## TASKS TO COMPLETE
A - In the passage about Brandon's emergency-vehicle birthday parades:
(i) How many parades did police and fire personnel carry out between April 6 and May 31?
(ii) What two reasons did Mayor Rick Chrest give for ending parade bookings?
(iii) How many fire staff members took part across all the parades?
B - Write the next part of the passage about Brandon's emergency-vehicle birthday parades, picking up after its final sentence.

According to documents obtained by the Sun, making these parades possible took a lot of time and resources from emergency services.

Police and fire personnel carried out 156 of these parades between April 6 and May 31, spending the equivalent of one day, one hour and six minutes on parades during that time period.

During this time, parents could request police and fire vehicles to drive by their homes with lights flashing as a way to try to make birthdays special when parties became impossible due to health risks.

Eight-year-old Liam Wagner told the Sun in April that his mom made his day when she arranged for a drive-by on his birthday.

The city stopped taking bookings for the parades in early May, with Mayor Rick Chrest citing the oncoming warmer weather and loosening of health restrictions as reasons.

On May 2, Brandon fire Chief Scott McDonald said the demand was more than they had ever expected. McDonald also cited increasing call volumes for fire and police as reasons for the parades’ cancellation.

Documents obtained from a Freedom of Information and Protection of Privacy Act request filed by the Sun listed the time, duration, general location and number of personnel and vehicles for each parade conducted by emergency services.

Also known as a FIPPA, these types of requests allow members of the public to request access to information held by public bodies like the City of Brandon and for private individuals to request their personal documents from entities like health authorities.

The number of fire vehicles and fire staff involved with each parade was also included, totalling 409 vehicles and 716 staff members throughout the 156-parade run.

Finding a figure for the number of police and police vehicles on parade was more difficult.

"With respect to the column indicating the number of Brandon Police Service (BPS) officers and cruisers in attendance, BPS generally operates with one officer per cruiser," City of Brandon access and privacy officer Ian Richards wrote in the FIPPA response.

"Additionally, the number of participants from BPS was not tracked precisely for each parade. The attached numbers are the most accurate that can be provided, but on the dates where no BPS data is provided, between one and eight vehicles are likely to have attended."

## PROVIDED RECORDS

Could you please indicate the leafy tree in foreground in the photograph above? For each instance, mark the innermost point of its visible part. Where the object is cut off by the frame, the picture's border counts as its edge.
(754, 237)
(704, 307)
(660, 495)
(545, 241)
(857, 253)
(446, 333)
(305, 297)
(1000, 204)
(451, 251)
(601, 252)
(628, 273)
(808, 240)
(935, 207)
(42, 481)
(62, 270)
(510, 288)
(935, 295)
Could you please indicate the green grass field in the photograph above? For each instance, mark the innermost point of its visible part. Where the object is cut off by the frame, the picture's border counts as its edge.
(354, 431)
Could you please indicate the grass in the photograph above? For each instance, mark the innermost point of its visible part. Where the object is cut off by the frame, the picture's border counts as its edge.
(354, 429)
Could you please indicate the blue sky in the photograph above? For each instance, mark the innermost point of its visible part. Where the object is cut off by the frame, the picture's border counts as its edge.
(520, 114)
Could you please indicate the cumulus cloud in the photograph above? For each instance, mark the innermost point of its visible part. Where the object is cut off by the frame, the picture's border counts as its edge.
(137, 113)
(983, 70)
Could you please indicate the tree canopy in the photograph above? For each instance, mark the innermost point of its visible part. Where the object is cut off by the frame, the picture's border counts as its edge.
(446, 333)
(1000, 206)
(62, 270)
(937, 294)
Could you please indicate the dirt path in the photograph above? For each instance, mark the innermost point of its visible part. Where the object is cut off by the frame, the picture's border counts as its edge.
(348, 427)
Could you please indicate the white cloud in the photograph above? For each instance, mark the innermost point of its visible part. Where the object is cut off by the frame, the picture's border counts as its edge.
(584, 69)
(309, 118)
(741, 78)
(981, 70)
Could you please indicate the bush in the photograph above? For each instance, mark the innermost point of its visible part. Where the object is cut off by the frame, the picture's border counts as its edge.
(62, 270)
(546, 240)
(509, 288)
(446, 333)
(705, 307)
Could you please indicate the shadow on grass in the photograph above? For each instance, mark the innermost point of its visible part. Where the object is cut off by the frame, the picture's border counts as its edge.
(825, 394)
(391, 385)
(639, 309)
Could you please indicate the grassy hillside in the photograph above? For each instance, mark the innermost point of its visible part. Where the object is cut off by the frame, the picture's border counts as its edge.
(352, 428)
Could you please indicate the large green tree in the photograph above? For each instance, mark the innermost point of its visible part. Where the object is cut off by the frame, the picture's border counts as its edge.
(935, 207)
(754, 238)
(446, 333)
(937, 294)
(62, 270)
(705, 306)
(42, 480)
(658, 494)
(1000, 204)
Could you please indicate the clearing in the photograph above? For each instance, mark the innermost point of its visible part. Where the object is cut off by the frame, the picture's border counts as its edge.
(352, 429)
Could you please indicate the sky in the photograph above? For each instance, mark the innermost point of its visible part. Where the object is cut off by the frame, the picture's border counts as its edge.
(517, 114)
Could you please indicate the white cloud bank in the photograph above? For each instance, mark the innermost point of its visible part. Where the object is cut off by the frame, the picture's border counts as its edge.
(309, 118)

## ANSWERS BELOW
A -
(i) 156
(ii) The oncoming warmer weather and the loosening of health restrictions
(iii) 716

B -
The concrete figures provided show that a total of 266 police officers in cruisers participated in the parades. There are 85 blank entries, which means there were an additional 85 to 680 additional officers and cruisers that participated.

Though exact records were not kept, BPS estimates that its armoured rescue vehicle participated in 28 of the parades.

"I think it was just to add some enjoyment to the young people that we were trying to brighten their day and it allowed us to have, at one time, our mascot when we were able to out the top of the roof as well as an officer holding a sign to wish them a happy birthday," BPS Chief Wayne Balcaen said about the decision to include the armoured vehicle in their parades.

The Sun requested the dollar value of the expenses incurred from going on parades, but it was not provided because according to Richards, "records containing this information do not exist."

"Providing a discrete and accurate cost for the parades is not possible," Richards wrote. "There were no staffing costs associated with the parades, as all participants were on duty when the parades took place. Assessing fuel and maintenance costs associated with the parades is also difficult, because many of the Brandon Police Service vehicles would have been in use for routine functions such as patrolling when the parades took place. Some Brandon Fire and Emergency Services apparatus also participated in parades on the way from responding to regular calls."